What you will do ▸ Retype the lines of the material below, word for word, from the line with "like x=292 y=299." up to and including the line with "x=460 y=131".

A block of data

-*-

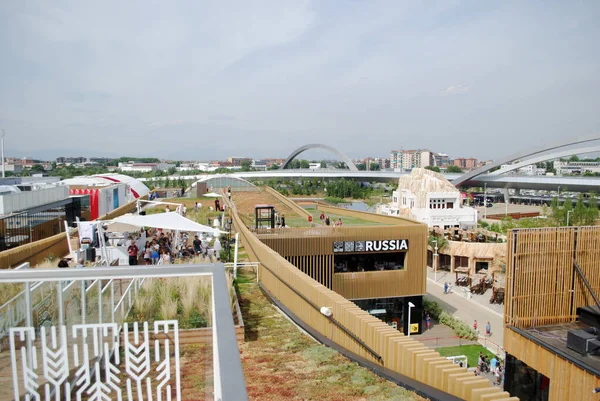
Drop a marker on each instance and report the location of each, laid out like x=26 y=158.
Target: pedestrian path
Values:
x=468 y=311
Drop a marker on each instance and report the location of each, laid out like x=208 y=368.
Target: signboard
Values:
x=371 y=246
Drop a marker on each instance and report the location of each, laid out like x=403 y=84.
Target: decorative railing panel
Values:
x=85 y=362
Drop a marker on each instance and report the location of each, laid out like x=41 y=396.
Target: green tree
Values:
x=246 y=165
x=453 y=169
x=592 y=209
x=580 y=211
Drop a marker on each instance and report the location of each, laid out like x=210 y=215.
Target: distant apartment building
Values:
x=71 y=160
x=419 y=158
x=579 y=167
x=272 y=161
x=259 y=164
x=144 y=167
x=237 y=161
x=441 y=160
x=14 y=168
x=427 y=197
x=465 y=164
x=395 y=160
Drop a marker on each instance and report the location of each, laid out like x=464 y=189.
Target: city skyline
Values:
x=212 y=80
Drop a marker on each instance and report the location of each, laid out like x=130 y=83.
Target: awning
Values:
x=166 y=221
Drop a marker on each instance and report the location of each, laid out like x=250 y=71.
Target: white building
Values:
x=144 y=167
x=579 y=167
x=427 y=197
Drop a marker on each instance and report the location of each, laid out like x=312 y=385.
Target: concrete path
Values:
x=468 y=311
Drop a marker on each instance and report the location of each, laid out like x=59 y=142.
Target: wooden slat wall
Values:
x=311 y=250
x=400 y=353
x=541 y=285
x=567 y=381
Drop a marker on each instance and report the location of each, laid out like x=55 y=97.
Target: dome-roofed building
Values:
x=427 y=197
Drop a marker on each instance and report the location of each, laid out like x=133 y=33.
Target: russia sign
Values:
x=371 y=246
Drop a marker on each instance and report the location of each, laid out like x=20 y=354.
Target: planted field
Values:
x=246 y=201
x=282 y=363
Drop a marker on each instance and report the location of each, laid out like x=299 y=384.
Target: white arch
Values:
x=301 y=149
x=547 y=156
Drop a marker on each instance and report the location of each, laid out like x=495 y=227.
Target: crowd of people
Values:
x=164 y=248
x=327 y=221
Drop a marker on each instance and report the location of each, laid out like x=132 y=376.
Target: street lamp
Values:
x=485 y=201
x=2 y=146
x=410 y=306
x=328 y=313
x=435 y=261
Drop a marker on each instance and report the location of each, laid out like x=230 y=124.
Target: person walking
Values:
x=133 y=251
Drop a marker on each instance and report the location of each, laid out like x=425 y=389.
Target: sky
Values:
x=198 y=80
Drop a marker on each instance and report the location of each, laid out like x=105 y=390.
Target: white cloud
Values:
x=456 y=89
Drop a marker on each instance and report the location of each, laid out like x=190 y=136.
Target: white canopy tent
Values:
x=166 y=221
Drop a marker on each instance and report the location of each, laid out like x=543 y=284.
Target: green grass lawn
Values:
x=346 y=221
x=470 y=351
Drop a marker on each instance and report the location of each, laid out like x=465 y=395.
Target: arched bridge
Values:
x=301 y=149
x=532 y=157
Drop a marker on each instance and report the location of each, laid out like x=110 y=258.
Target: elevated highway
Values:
x=548 y=183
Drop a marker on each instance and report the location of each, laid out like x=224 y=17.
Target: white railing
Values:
x=85 y=348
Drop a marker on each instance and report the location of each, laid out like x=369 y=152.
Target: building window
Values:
x=525 y=382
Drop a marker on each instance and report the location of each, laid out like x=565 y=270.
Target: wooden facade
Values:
x=541 y=283
x=311 y=250
x=543 y=289
x=379 y=343
x=567 y=381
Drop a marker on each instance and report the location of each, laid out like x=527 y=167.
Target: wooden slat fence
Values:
x=303 y=295
x=542 y=287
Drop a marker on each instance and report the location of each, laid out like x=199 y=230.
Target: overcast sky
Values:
x=205 y=80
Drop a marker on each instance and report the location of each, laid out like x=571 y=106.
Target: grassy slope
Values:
x=346 y=221
x=281 y=363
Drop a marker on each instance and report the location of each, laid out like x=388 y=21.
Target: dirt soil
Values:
x=282 y=363
x=246 y=201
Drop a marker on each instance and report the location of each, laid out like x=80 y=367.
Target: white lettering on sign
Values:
x=380 y=246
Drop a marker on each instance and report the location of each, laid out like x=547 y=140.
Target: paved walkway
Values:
x=469 y=310
x=483 y=300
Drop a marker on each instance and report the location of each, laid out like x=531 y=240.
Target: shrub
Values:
x=433 y=308
x=461 y=329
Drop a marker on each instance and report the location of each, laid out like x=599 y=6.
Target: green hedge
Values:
x=461 y=329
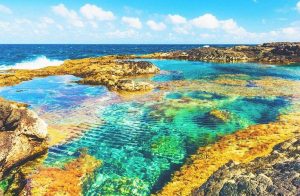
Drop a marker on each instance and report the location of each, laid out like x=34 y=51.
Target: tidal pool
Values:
x=142 y=141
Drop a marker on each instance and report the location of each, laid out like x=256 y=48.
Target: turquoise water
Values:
x=141 y=143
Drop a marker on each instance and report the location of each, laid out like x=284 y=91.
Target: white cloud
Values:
x=122 y=34
x=177 y=19
x=47 y=20
x=5 y=10
x=132 y=22
x=70 y=15
x=231 y=27
x=92 y=12
x=156 y=26
x=207 y=21
x=298 y=6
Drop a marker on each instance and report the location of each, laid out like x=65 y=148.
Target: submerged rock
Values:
x=111 y=71
x=275 y=174
x=22 y=135
x=224 y=116
x=62 y=181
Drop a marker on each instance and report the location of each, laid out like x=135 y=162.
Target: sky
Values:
x=149 y=21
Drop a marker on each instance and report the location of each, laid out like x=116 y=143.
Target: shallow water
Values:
x=141 y=143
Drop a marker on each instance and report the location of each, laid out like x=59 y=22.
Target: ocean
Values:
x=33 y=56
x=142 y=141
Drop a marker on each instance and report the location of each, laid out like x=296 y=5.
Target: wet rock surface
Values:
x=275 y=174
x=281 y=53
x=114 y=72
x=22 y=135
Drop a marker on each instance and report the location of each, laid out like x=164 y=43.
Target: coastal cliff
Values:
x=114 y=72
x=278 y=53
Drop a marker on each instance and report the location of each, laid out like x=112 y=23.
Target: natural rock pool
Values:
x=142 y=139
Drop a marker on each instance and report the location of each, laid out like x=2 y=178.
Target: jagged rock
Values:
x=281 y=52
x=275 y=174
x=110 y=71
x=22 y=135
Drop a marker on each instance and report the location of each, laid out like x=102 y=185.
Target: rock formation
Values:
x=281 y=53
x=22 y=135
x=275 y=174
x=111 y=71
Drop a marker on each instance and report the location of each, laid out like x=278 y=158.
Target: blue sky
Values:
x=149 y=21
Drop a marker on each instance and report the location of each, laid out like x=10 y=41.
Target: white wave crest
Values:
x=37 y=63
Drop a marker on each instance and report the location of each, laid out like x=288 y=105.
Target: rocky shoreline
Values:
x=23 y=135
x=275 y=174
x=277 y=53
x=114 y=72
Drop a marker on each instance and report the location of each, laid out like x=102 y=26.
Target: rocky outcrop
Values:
x=22 y=135
x=281 y=53
x=114 y=72
x=275 y=174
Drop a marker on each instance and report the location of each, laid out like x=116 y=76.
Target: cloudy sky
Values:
x=149 y=21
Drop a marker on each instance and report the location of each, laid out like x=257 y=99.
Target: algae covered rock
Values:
x=22 y=135
x=124 y=186
x=275 y=174
x=62 y=181
x=171 y=147
x=114 y=72
x=222 y=115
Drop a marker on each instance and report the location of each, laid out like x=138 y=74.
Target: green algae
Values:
x=170 y=147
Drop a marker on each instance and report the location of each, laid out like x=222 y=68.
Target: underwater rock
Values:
x=111 y=71
x=171 y=147
x=62 y=181
x=275 y=174
x=281 y=52
x=130 y=85
x=124 y=186
x=221 y=115
x=241 y=147
x=23 y=135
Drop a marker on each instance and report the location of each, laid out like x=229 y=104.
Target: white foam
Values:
x=37 y=63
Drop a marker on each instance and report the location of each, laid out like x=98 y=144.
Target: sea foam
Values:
x=37 y=63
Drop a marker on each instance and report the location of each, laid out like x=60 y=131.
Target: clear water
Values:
x=17 y=53
x=141 y=143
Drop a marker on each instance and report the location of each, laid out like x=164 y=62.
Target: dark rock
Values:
x=275 y=174
x=22 y=135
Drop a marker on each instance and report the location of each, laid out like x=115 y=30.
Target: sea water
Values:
x=141 y=143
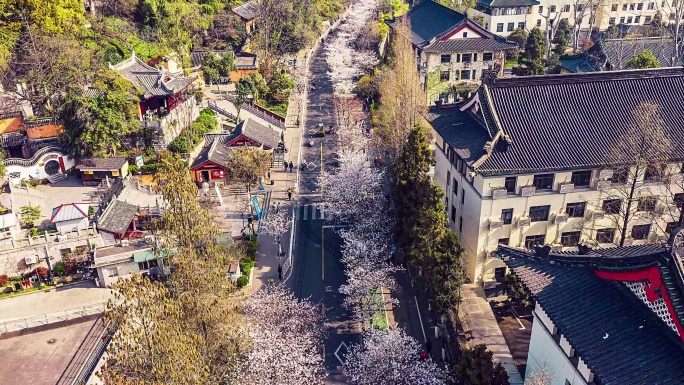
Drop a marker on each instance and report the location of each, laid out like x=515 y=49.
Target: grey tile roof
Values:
x=115 y=163
x=117 y=217
x=561 y=122
x=152 y=81
x=216 y=152
x=639 y=349
x=264 y=135
x=247 y=10
x=615 y=53
x=470 y=44
x=465 y=135
x=430 y=19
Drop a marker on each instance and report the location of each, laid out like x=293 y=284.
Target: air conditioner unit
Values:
x=566 y=187
x=594 y=215
x=606 y=173
x=527 y=191
x=560 y=218
x=523 y=221
x=499 y=193
x=603 y=184
x=495 y=224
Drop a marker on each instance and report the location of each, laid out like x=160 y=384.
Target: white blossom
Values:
x=390 y=357
x=287 y=337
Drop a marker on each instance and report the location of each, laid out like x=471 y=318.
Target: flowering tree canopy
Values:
x=390 y=357
x=287 y=337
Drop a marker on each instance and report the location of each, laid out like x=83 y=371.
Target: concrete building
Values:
x=452 y=51
x=544 y=160
x=608 y=316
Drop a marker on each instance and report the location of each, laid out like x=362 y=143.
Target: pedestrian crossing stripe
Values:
x=312 y=212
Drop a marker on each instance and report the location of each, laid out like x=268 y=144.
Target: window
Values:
x=581 y=178
x=647 y=203
x=605 y=235
x=534 y=240
x=507 y=216
x=444 y=76
x=570 y=238
x=510 y=184
x=612 y=206
x=539 y=213
x=619 y=176
x=543 y=181
x=146 y=265
x=640 y=231
x=576 y=209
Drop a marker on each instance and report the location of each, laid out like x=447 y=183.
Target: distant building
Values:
x=612 y=316
x=527 y=161
x=452 y=51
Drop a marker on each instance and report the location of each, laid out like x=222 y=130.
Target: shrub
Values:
x=242 y=281
x=60 y=269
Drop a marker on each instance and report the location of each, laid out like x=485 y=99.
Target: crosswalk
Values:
x=311 y=212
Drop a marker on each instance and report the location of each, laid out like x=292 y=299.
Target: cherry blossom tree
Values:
x=277 y=224
x=287 y=336
x=390 y=357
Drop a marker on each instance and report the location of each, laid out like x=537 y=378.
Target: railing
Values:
x=46 y=319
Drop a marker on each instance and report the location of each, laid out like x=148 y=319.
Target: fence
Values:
x=46 y=319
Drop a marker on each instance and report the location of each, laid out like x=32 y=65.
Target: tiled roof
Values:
x=216 y=152
x=617 y=52
x=562 y=122
x=247 y=10
x=101 y=163
x=257 y=132
x=617 y=336
x=117 y=217
x=152 y=81
x=470 y=44
x=430 y=19
x=69 y=212
x=460 y=131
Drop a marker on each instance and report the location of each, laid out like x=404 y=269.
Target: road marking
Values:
x=338 y=350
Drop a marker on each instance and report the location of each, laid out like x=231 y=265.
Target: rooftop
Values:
x=601 y=303
x=598 y=110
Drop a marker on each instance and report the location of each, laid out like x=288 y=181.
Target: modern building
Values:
x=535 y=160
x=610 y=316
x=452 y=51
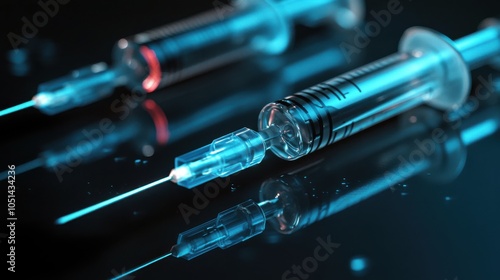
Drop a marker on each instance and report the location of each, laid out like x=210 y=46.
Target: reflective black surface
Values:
x=441 y=222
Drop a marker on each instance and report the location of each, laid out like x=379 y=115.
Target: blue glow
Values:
x=141 y=267
x=358 y=264
x=17 y=108
x=479 y=131
x=105 y=203
x=24 y=167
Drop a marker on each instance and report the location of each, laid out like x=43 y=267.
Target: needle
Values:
x=105 y=203
x=142 y=266
x=18 y=107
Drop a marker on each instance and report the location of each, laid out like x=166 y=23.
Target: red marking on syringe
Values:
x=152 y=81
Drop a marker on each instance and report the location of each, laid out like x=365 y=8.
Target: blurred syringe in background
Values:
x=147 y=61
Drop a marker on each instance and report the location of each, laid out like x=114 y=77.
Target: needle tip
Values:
x=17 y=108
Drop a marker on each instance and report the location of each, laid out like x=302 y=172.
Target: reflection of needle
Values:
x=142 y=266
x=18 y=107
x=105 y=203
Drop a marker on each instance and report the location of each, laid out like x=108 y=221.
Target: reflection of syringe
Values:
x=273 y=81
x=244 y=95
x=177 y=51
x=303 y=196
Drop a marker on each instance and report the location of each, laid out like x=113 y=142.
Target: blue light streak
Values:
x=105 y=203
x=17 y=108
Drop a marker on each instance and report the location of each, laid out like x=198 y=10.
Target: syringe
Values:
x=301 y=196
x=429 y=68
x=232 y=226
x=172 y=53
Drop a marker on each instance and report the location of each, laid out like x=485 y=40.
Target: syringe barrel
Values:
x=333 y=110
x=482 y=47
x=178 y=51
x=231 y=227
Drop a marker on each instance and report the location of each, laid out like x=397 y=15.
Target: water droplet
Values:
x=118 y=159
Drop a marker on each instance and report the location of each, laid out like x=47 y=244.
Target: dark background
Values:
x=408 y=232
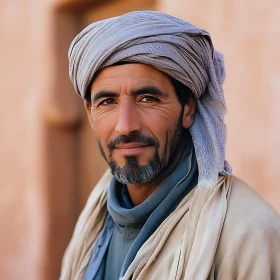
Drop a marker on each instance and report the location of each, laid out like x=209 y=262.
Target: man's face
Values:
x=137 y=119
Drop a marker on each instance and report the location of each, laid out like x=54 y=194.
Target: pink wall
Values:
x=42 y=126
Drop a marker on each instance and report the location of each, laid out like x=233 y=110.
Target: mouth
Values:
x=131 y=149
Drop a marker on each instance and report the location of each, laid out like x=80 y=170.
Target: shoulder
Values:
x=249 y=244
x=249 y=209
x=249 y=216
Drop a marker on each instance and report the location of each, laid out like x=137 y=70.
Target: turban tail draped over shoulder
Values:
x=175 y=47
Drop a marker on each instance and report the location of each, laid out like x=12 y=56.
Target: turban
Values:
x=175 y=47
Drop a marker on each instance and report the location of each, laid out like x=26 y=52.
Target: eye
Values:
x=148 y=99
x=107 y=102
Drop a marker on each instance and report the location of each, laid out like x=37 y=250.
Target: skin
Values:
x=139 y=99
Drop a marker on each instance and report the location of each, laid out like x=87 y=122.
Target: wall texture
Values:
x=47 y=168
x=248 y=34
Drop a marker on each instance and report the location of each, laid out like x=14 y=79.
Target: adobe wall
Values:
x=248 y=34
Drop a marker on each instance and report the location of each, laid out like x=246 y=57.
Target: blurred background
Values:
x=49 y=156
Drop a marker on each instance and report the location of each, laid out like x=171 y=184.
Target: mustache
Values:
x=125 y=139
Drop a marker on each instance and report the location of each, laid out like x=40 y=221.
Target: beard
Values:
x=135 y=173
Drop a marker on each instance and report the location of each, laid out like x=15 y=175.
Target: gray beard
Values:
x=134 y=173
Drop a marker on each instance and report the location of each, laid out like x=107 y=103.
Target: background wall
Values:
x=49 y=158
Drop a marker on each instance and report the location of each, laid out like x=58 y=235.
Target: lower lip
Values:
x=132 y=151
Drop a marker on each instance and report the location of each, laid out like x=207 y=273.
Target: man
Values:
x=151 y=85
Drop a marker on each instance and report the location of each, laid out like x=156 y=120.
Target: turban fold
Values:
x=175 y=47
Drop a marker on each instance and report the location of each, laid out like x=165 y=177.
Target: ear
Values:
x=189 y=112
x=88 y=111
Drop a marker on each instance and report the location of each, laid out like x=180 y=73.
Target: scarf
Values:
x=157 y=207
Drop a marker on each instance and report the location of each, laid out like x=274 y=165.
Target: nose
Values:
x=128 y=119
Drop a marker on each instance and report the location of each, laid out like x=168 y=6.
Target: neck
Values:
x=140 y=192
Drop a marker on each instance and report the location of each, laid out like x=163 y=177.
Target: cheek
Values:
x=103 y=125
x=163 y=125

-*-

Answer ▸
Drop a marker on each instance and report the location of each, laid out like x=292 y=299.
Target: cherry blossom tree
Values:
x=277 y=224
x=287 y=336
x=390 y=357
Drop a marker on each instance and report the location of each, laid out like x=537 y=378.
Target: railing
Values:
x=46 y=319
Drop a marker on each instance and report the location of each, laid out like x=148 y=319.
Target: fence
Values:
x=46 y=319
Drop a marker on each instance and report the location of each, laid out like x=32 y=65.
Target: tiled roof
Values:
x=216 y=152
x=617 y=52
x=562 y=122
x=247 y=10
x=101 y=163
x=257 y=132
x=617 y=336
x=117 y=217
x=152 y=81
x=470 y=44
x=430 y=19
x=69 y=212
x=460 y=131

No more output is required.